Location identification items
Begin

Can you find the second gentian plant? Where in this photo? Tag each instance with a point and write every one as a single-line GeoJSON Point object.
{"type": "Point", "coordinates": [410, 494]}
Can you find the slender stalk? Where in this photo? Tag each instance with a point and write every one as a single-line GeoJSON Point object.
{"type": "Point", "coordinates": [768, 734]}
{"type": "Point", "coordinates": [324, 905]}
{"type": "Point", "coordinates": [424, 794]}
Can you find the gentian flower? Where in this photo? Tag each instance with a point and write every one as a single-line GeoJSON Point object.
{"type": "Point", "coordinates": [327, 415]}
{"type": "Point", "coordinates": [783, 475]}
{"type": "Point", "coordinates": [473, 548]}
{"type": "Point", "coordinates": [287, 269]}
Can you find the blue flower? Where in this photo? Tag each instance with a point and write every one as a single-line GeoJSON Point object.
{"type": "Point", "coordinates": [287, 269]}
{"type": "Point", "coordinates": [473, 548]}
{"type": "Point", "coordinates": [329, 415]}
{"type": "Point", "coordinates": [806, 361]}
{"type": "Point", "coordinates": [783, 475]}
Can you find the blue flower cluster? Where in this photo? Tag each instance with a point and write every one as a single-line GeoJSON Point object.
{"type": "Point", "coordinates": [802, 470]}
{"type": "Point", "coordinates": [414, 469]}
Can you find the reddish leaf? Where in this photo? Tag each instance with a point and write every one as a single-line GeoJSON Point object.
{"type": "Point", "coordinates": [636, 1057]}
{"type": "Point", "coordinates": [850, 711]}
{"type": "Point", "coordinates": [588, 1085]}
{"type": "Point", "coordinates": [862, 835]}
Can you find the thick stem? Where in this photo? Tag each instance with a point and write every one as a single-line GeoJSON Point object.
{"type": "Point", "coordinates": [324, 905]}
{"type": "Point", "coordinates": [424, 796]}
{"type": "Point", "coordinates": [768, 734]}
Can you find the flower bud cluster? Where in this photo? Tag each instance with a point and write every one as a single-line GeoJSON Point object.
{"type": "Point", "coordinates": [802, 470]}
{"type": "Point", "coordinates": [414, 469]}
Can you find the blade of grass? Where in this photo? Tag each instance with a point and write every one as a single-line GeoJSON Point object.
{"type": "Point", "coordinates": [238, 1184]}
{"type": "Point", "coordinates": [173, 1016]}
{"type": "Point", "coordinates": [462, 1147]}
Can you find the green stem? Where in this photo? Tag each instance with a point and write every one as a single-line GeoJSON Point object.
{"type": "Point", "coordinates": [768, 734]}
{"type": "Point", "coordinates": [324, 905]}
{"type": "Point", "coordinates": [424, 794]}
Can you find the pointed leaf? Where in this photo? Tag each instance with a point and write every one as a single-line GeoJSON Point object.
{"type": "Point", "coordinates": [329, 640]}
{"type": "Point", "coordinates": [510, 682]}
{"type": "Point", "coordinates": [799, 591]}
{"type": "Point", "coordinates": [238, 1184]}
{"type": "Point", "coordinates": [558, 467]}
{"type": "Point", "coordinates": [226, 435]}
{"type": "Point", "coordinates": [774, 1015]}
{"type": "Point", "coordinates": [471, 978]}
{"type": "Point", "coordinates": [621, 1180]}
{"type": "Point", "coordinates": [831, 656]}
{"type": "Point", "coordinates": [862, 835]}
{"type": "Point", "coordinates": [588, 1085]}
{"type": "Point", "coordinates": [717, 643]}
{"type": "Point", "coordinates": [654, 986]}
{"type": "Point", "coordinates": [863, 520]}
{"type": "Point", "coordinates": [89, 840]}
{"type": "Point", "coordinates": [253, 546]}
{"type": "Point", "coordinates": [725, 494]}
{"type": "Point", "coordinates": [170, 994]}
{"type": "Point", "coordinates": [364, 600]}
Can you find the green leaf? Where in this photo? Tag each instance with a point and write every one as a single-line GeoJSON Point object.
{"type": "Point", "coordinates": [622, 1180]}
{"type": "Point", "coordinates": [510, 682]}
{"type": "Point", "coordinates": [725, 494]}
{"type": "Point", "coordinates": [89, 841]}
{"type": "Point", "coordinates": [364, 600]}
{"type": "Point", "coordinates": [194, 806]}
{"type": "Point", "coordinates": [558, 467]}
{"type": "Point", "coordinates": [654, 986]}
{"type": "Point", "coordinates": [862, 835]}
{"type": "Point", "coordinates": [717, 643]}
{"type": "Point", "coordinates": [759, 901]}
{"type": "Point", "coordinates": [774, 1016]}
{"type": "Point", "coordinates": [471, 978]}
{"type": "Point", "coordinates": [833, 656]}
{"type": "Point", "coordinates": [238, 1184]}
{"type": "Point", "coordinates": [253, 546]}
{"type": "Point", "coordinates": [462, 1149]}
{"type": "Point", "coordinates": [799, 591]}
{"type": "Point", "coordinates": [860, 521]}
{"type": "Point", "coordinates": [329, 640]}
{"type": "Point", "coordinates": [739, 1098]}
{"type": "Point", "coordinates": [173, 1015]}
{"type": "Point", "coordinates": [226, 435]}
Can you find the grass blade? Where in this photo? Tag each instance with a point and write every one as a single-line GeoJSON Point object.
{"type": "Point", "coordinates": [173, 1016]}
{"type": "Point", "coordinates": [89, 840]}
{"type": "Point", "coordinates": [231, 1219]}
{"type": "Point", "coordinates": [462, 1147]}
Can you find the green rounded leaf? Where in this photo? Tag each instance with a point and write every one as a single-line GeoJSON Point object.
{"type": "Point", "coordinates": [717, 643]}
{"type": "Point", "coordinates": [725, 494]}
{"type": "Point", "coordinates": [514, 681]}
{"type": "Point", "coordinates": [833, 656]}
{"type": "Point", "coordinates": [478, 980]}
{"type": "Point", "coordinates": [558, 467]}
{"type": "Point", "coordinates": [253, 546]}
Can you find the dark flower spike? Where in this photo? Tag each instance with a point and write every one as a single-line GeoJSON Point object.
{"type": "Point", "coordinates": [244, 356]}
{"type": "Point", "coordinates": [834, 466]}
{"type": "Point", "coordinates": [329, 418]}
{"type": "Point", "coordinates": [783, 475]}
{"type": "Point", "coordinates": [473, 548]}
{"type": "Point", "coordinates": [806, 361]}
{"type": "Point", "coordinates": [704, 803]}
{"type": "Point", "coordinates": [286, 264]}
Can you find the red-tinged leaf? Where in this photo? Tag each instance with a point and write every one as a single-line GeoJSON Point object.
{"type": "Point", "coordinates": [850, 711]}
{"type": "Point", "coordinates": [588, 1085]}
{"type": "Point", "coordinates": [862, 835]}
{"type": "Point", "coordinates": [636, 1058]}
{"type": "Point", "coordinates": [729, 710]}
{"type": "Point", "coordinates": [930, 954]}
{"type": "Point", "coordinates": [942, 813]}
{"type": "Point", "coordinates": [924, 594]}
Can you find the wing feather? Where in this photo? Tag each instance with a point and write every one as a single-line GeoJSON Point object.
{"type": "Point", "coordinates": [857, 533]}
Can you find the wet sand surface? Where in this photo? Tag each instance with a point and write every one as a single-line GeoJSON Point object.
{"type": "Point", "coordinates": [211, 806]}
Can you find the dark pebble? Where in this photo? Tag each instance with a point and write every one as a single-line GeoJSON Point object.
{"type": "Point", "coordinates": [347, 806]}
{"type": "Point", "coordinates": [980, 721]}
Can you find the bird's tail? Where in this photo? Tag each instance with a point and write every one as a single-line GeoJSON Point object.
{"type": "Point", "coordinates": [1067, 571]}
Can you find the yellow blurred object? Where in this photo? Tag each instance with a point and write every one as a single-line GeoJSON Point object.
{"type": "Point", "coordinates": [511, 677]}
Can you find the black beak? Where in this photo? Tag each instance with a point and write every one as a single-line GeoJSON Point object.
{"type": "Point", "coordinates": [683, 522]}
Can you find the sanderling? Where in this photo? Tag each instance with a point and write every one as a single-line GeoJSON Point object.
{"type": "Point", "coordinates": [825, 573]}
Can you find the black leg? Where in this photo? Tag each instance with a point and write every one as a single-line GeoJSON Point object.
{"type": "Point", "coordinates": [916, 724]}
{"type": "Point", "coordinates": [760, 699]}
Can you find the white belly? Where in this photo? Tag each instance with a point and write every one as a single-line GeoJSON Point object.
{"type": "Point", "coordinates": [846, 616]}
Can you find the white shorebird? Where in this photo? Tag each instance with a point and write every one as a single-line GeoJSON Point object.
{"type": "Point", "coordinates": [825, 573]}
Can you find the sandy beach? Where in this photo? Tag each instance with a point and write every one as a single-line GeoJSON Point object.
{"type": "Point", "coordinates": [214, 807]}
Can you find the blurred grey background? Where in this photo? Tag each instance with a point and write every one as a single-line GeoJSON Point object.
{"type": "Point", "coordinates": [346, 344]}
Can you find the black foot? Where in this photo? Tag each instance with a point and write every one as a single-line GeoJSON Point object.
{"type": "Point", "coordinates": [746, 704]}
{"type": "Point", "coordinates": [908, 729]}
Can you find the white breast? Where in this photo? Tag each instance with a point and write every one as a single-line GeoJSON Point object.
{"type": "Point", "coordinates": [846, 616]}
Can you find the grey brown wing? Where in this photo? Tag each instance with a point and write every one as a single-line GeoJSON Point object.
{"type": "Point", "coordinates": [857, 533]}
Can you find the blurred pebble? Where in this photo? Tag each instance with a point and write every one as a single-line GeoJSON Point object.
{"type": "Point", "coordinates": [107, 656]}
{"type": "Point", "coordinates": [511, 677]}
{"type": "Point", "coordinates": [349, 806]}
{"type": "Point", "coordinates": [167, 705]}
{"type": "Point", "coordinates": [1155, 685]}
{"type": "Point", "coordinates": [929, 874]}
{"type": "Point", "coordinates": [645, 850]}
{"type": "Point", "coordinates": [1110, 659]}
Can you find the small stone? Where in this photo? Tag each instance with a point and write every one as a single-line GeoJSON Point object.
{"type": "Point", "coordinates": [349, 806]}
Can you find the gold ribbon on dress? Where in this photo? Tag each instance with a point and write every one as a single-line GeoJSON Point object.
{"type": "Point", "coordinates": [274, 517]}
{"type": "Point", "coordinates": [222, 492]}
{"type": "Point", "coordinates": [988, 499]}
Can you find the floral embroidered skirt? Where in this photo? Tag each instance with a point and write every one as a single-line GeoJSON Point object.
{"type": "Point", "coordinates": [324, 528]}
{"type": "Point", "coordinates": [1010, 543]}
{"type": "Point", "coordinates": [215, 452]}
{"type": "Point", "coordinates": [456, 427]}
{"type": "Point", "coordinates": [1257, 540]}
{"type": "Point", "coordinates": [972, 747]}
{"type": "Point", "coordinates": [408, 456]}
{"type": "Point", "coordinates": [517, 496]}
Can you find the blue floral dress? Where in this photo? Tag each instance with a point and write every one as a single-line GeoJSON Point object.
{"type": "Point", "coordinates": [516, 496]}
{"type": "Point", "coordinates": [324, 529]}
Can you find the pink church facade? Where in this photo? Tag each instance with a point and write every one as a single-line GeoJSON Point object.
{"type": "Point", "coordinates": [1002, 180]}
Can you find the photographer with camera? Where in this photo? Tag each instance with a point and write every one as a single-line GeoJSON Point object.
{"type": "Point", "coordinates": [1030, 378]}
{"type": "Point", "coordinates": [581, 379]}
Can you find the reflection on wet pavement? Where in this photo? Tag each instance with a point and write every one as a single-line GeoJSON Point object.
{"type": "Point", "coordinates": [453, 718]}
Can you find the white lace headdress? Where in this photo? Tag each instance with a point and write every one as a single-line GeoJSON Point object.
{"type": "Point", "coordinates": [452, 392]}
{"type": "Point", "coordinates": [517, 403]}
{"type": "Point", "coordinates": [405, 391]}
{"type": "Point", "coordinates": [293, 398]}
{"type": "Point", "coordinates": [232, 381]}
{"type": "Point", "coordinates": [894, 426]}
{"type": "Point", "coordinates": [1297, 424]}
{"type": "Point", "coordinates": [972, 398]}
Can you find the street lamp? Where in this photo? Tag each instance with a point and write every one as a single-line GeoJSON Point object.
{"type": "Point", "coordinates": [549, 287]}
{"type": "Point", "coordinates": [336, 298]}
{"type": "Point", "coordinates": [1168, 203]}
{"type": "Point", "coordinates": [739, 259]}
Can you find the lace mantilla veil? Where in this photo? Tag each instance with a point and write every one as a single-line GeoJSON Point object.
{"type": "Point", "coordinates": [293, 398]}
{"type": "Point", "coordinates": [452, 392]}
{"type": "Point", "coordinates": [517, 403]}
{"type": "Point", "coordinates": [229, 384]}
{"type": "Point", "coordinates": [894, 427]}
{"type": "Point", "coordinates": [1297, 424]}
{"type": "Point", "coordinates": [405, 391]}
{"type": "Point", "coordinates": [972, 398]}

End

In the records above, locate the line that contains "Can you find the lace". Repeat it and every line after it, exactly, and nothing else.

* **FULL OUTPUT**
Can you find the lace mantilla veil? Where in this photo? Tag each instance with a point and write every one as a single-line GeoJSON Point object.
{"type": "Point", "coordinates": [293, 398]}
{"type": "Point", "coordinates": [452, 392]}
{"type": "Point", "coordinates": [517, 403]}
{"type": "Point", "coordinates": [229, 384]}
{"type": "Point", "coordinates": [894, 427]}
{"type": "Point", "coordinates": [1297, 424]}
{"type": "Point", "coordinates": [405, 391]}
{"type": "Point", "coordinates": [972, 398]}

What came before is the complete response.